◆ **Dateneinträge**
────
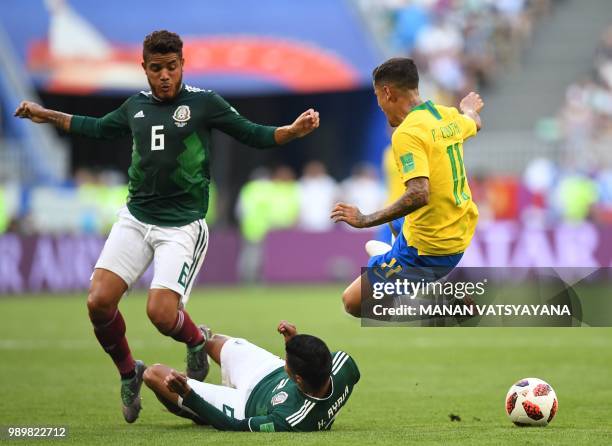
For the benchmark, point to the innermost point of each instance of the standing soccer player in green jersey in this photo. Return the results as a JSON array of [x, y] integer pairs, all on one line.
[[260, 391], [164, 221]]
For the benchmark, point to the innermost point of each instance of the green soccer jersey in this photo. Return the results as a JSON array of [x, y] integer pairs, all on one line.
[[276, 404], [169, 175]]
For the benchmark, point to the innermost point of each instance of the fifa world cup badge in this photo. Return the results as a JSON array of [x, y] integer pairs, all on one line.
[[181, 115]]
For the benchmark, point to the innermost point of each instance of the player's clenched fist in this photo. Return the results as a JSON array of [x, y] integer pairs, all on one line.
[[349, 214], [305, 123], [287, 330], [471, 103], [31, 110]]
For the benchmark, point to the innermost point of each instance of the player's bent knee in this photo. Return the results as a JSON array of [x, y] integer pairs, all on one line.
[[100, 306], [163, 320]]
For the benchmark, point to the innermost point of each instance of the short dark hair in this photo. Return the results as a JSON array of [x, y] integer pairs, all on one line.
[[162, 42], [309, 357], [399, 71]]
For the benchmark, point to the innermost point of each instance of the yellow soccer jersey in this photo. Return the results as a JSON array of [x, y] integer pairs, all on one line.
[[393, 180], [429, 143]]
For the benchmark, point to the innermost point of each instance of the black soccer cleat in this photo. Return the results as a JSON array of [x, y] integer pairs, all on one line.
[[130, 393]]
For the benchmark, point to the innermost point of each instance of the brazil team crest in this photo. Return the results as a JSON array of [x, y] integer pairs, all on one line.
[[279, 398], [181, 115]]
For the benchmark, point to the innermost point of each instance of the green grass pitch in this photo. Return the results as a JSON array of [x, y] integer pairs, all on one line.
[[52, 372]]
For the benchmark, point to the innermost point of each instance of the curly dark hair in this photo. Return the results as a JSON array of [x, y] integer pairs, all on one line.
[[309, 357], [399, 71], [162, 42]]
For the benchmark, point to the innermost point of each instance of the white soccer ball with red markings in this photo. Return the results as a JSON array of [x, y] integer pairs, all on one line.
[[531, 402]]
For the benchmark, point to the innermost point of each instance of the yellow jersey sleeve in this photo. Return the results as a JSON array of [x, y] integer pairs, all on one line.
[[410, 155], [468, 126]]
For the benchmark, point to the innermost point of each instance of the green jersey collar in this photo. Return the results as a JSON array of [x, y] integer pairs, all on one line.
[[430, 107], [155, 98]]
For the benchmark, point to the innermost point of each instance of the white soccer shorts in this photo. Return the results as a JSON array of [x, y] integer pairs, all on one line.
[[177, 253], [243, 365]]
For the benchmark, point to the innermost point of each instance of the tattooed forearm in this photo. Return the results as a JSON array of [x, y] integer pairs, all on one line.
[[415, 197], [59, 119]]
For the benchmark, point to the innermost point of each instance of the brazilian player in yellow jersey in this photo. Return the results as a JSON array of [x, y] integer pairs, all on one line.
[[440, 216]]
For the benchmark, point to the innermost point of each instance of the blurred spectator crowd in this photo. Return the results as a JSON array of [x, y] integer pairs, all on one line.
[[577, 184], [457, 44]]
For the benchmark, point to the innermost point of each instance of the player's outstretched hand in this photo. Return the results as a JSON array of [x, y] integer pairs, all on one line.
[[349, 214], [305, 123], [471, 103], [32, 111], [287, 330], [177, 382]]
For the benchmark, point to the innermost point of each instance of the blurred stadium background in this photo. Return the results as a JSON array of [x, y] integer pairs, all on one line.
[[541, 171]]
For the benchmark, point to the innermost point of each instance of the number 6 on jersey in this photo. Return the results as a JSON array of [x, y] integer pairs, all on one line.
[[157, 138]]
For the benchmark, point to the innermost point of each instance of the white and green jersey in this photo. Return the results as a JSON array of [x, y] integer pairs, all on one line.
[[276, 404], [169, 175]]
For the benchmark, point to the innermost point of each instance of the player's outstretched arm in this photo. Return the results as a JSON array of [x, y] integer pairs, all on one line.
[[287, 329], [302, 126], [415, 197], [40, 115], [471, 106]]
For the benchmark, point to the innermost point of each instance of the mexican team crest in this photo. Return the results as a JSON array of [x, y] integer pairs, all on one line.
[[181, 115], [279, 398]]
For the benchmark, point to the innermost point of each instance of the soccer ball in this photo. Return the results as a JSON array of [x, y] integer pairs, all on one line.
[[531, 402]]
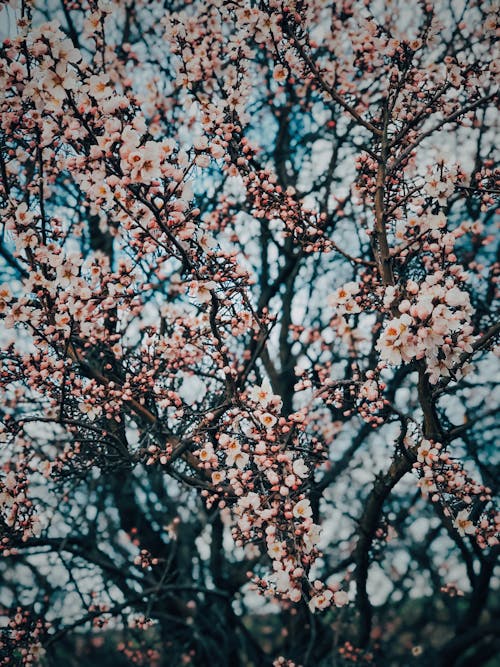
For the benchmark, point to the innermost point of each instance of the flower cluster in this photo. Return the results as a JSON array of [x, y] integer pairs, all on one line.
[[434, 323]]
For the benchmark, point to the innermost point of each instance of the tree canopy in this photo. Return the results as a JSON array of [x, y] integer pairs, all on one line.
[[248, 320]]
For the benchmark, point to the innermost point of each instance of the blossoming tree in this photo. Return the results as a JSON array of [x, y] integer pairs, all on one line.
[[247, 319]]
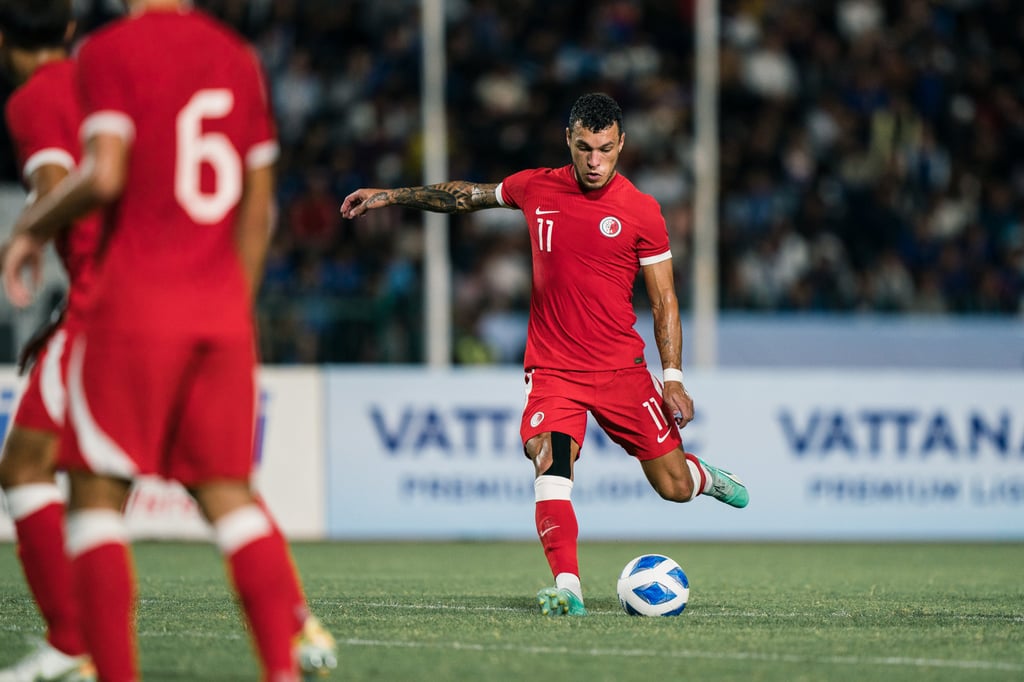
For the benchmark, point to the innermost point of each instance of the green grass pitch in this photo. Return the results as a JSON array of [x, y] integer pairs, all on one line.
[[441, 611]]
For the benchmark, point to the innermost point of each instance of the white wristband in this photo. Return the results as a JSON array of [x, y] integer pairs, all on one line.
[[672, 374]]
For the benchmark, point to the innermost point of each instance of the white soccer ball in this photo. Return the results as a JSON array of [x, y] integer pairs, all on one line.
[[652, 585]]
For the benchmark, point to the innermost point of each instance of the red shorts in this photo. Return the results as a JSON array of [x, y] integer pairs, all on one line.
[[178, 408], [626, 403], [41, 406]]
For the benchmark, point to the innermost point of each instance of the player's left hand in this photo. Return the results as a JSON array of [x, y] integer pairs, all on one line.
[[22, 252], [677, 403], [361, 201]]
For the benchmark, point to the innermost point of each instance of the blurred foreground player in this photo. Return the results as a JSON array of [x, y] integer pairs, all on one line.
[[179, 146], [43, 119], [591, 231]]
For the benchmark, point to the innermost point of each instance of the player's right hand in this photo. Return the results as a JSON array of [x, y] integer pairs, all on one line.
[[39, 339], [361, 201], [22, 252]]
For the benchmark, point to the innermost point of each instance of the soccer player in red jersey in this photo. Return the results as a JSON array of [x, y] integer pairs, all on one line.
[[179, 147], [43, 118], [591, 231]]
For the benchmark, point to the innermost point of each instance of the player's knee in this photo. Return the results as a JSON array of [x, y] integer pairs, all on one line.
[[561, 456]]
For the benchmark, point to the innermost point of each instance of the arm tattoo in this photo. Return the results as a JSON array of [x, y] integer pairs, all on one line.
[[452, 197]]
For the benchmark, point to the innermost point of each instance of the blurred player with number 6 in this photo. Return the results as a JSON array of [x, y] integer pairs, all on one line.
[[179, 150]]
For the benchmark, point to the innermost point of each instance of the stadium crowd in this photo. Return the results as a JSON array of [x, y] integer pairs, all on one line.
[[870, 154]]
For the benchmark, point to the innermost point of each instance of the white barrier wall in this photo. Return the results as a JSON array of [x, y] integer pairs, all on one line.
[[826, 455], [290, 474], [371, 453]]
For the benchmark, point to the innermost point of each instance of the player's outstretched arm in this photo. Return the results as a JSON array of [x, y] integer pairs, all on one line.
[[98, 179], [669, 337], [452, 197]]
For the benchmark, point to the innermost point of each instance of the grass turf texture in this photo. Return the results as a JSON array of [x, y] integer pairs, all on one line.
[[465, 611]]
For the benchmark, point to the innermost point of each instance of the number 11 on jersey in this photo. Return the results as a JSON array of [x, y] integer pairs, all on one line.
[[544, 226]]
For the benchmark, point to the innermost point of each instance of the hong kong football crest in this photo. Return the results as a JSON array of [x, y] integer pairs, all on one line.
[[610, 226]]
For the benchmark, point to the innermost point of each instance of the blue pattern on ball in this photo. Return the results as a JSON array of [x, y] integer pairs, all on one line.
[[680, 577], [654, 593], [648, 561]]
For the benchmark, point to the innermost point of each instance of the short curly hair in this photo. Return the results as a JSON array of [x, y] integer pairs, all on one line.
[[596, 112]]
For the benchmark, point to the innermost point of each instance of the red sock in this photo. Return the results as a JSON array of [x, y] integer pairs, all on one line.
[[264, 578], [698, 482], [47, 570], [105, 589], [300, 608], [558, 530]]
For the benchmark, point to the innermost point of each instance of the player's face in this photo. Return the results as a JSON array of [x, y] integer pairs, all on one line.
[[594, 154]]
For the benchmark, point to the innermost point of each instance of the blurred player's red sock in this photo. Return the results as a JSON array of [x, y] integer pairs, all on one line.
[[264, 578], [556, 523], [105, 589], [701, 481], [38, 513], [300, 608]]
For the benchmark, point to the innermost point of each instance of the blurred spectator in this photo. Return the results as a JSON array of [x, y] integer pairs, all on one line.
[[871, 155]]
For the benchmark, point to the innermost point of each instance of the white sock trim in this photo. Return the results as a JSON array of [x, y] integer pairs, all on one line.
[[238, 528], [570, 583], [552, 487], [695, 475], [88, 528], [26, 500]]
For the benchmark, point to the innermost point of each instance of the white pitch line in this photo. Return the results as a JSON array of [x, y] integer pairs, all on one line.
[[724, 655], [689, 614]]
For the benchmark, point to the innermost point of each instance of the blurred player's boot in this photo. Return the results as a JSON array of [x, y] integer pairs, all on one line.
[[554, 601], [44, 664], [726, 487], [316, 649]]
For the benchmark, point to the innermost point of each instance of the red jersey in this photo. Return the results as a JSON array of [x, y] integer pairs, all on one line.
[[43, 118], [187, 95], [587, 249]]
────
◆ **AUFGABENBESCHREIBUNG**
Wiederhole die Zeilen oben wortgetreu, beginnend mit der Zeile mit „the short curly“ bis einschließlich der Zeile mit „[[554, 601], [44, 664], [726, 487], [316, 649]]“.

◆ **LÖSUNG DER AUFGABE**
For the benchmark, point to the innermost point of each instance of the short curly hair in this photo. Return the results as a JSON array of [x, y] integer pairs, all on one line.
[[596, 112]]
For the benchmark, point to the innermost point of each instance of the red sock in this photo. Return the results as a JSON array of [x, y] integer pairs, all on one line.
[[264, 578], [698, 482], [47, 570], [105, 589], [300, 608], [558, 530]]
For the benchmark, point to the innermost point of each instance of the player's face in this photo. Return the results as a JSON array of [x, y] integer pairs, all on one line.
[[594, 154]]
For the benchmark, point to the innermost point of each instance of the blurred player's red sock in this photo. Return the results as a JSON array of [x, y] integer pairs, all on one line.
[[264, 578], [556, 523], [105, 589], [701, 481], [38, 513], [300, 608]]
For the benchmark, point to the innermost point of each instance of the blurred spectator in this photo. Return the results as a JSON array of [x, y] integer pairs, all on one line.
[[871, 155]]
For the benchmark, point to the innermost point of each instance of the white sock trim in this photo. Return the results as a JSON array of [x, y] integer pairs, all on one line.
[[238, 528], [570, 583], [552, 487], [695, 475], [88, 528], [26, 500]]
For the benchmark, point to the innermost point of each instance of the white pitch line in this photo. Return the results as a JSON array of [x, y] integer pairs, all on one line.
[[724, 655], [689, 614]]
For the benchmark, point to the innermost point of each instance of the blurred player's boot in this photo. Return the results as a JSON array of [x, y] integer pairs, all on one line.
[[554, 601], [44, 664], [726, 487], [316, 649]]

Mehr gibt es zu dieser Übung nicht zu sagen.